___ SOURCE TEXT

The plots above represent a density plot for a vector of values and a superimposed normal curve with the same mean and standard deviation. The plot can be used to quickly compare the distribution of data to a normal distribution. It is evident that no variables are truly normally distributed. While Na, Al, and Si are nearly normal, there is a small deviation in the tails. The refractive index, Mg, and K show evidence of bimodal distribution, while Ca, Ba, Fe, as well as K, are positively skewed.

ggpairs(Glass[1:9], title = "Correlogram with the variables", progress = FALSE, 
        lower = list(continuous = wrap("smooth", alpha = 0.3, size = 0.1))) 

From the correlogram, the relationship between the refractive index and Ca suggests that is a highly positive correlation. There are some variables with moderate correlations, but no other relationship seems noteworthy.

  1. Do there appear to be any outliers in the data? Are any predictors skewed?
par(mfrow = c(5,2))
for (i in 1:9){
  boxplot(
    Glass[i], main = sprintf("%s", names(Glass)[i]), col = "steelblue2", horizontal = TRUE, 
    xlab = sprintf("skewness = %1.2f      # of outliers = %d", psych::describe(Glass)[i,11], 
                   length(boxplot(Glass[i], plot = FALSE)$out)))
}

The boxplots reveal that there are a number of outliers within each variable and that they may be the likely cause for the skewness of their distribution as discussed previously. It is interesting to see that while Mg does not appear to have any outliers, the distribution is slight, negatively skewed. Ba and Ca appears to have more outliers that may influence modeling.

  1. Are there any relevant transformations of one or more predictors that might improve the classification model?

______
___ DATA

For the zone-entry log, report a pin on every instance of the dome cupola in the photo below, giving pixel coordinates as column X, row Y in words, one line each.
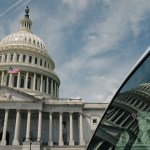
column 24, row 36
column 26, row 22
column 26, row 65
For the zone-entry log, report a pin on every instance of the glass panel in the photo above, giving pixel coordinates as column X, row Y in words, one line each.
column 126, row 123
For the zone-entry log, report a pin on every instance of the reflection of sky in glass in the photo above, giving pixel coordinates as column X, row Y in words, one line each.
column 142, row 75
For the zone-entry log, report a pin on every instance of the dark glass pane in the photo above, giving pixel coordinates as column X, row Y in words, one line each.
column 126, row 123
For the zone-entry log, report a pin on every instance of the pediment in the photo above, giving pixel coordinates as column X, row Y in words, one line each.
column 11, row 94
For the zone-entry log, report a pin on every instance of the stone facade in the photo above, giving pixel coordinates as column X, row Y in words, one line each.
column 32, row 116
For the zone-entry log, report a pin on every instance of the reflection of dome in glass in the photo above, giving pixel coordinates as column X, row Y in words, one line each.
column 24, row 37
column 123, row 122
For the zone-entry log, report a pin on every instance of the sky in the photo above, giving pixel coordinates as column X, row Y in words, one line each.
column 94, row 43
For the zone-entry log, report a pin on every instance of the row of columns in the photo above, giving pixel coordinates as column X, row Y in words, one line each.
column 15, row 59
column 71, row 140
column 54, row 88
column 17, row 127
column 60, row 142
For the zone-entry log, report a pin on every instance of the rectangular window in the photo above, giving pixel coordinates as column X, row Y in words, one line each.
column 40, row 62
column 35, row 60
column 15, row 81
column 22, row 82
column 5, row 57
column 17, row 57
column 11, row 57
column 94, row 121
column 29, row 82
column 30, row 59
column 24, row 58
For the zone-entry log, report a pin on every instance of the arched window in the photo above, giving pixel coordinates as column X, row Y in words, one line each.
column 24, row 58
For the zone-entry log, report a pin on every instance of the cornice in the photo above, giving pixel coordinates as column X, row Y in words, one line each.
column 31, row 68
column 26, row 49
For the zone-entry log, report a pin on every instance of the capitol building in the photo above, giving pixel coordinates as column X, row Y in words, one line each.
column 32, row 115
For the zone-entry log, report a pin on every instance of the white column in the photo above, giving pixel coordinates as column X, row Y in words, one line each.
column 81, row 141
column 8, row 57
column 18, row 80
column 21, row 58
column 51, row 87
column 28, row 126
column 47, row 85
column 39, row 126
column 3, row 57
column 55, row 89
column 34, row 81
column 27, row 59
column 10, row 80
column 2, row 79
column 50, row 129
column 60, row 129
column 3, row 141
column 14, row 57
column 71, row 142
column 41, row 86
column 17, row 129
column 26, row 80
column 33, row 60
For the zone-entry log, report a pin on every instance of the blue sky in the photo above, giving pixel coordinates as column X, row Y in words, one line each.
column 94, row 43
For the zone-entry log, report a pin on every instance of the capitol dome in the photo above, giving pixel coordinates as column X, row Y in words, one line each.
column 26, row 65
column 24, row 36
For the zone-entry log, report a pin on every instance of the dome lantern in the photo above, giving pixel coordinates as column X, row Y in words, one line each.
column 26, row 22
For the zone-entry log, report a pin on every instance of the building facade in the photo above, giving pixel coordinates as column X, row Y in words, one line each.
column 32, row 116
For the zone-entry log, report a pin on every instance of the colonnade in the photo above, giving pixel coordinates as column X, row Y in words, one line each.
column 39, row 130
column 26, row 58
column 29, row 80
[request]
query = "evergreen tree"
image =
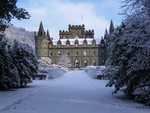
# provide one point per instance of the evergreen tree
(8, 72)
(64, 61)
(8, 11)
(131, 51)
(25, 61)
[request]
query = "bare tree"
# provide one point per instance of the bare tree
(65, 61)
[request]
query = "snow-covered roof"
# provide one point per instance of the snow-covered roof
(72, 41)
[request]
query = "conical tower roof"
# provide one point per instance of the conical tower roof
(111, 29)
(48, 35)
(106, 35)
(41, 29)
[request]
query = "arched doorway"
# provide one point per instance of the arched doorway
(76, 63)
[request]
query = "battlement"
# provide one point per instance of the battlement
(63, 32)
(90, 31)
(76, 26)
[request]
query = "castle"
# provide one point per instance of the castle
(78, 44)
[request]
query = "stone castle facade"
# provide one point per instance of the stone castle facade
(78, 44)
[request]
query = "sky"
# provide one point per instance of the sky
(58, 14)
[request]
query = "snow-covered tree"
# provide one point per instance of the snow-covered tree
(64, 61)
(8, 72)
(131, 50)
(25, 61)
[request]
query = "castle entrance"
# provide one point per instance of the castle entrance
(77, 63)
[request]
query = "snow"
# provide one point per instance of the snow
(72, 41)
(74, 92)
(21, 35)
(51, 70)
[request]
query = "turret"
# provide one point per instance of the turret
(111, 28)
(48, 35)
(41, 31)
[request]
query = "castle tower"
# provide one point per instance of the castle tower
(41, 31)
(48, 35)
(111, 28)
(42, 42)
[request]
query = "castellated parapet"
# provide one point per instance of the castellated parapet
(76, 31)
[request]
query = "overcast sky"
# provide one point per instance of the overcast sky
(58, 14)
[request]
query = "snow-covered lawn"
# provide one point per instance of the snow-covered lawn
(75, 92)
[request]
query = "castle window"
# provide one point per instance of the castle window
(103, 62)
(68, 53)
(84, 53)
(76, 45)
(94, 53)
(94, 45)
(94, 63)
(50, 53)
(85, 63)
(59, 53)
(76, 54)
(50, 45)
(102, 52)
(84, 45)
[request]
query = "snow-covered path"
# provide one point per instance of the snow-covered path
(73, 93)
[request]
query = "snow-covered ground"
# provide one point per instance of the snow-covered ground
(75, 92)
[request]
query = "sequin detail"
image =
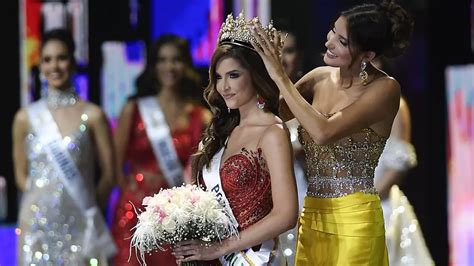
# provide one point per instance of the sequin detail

______

● **WORK ORDER A**
Write out the stretch of the Glass data analysis from "From the correlogram, the" through "plot = FALSE)$out)))".
● **WORK ORDER B**
Extend the Glass data analysis past its last line.
The entries were drawn from a source separate from the Glass data analysis.

● **EXERCISE OUTPUT A**
From the correlogram, the relationship between the refractive index and Ca suggests that is a highly positive correlation. There are some variables with moderate correlations, but no other relationship seems noteworthy.

  1. Do there appear to be any outliers in the data? Are any predictors skewed?
par(mfrow = c(5,2))
for (i in 1:9){
  boxplot(
    Glass[i], main = sprintf("%s", names(Glass)[i]), col = "steelblue2", horizontal = TRUE, 
    xlab = sprintf("skewness = %1.2f      # of outliers = %d", psych::describe(Glass)[i,11], 
                   length(boxplot(Glass[i], plot = FALSE)$out)))

● **EXERCISE OUTPUT B**
Because there are quite a few variables that are affected by skewness, Box-cox transformation is one important method that can improve the model. Moreover, there are no missing values, so imputation is not necessary. Lastly, because there were some correlations, data reduction is considered to analyze if the data by generating a smaller set of predictors can capture a majority of the information in the original variables. As a result, a series of transformations to multiple variables is done, namely, Box-cox transformation and PCA.

glass.t = preProcess(Glass, method = c("BoxCox", "pca"))
glass.t
## Created from 214 samples and 10 variables
## 
## Pre-processing:
##   - Box-Cox transformation (5)
##   - centered (9)
##   - ignored (1)
##   - principal component signal extraction (9)
##   - scaled (9)
## 
## Lambda estimates for Box-Cox transformation:
## -2, -0.1, 0.5, 2, -1.1
## PCA needed 7 components to capture 95 percent of the variance

The pre-processing transformation that can be applied to all the variables. Refractive index, Na, Al, Si, and Ca were box-cox transformed, followed by centering, scaling and PCA, along with all other variables. After applying the transformation, the density is nearly normal and not heavily skewed, and there is no correlation among the data.

transformed = predict(glass.t, Glass)

par(mfrow = c(3,3))
for (i in 2:8){
  rcompanion::plotNormalDensity(
    transformed[,i], main = sprintf("Density of %s", names(transformed)[i]), 
    xlab = sprintf("skewness = %1.2f", psych::describe(transformed)[i,11]), 
    col2 = "steelblue2", col3 = "royalblue4") 
}

ggpairs(transformed[2:8], title = "Correlogram with the PCA variables", progress = FALSE, 
        lower = list(continuous = wrap("smooth", alpha = 0.3, size = 0.1))) 

Exercise 3.2

The soybean data can also be found at the UC Irvine Machine Learning Repository. Data were collected to predict disease in 683 soybeans. The 35 predictors are mostly categorical and include information on the environmental conditions (e.g., temperature, precipitation) and plant conditions (e.g., left spots, mold growth). The outcome labels consist of 19 distinct classes.

The data can be loaded via:

data(Soybean)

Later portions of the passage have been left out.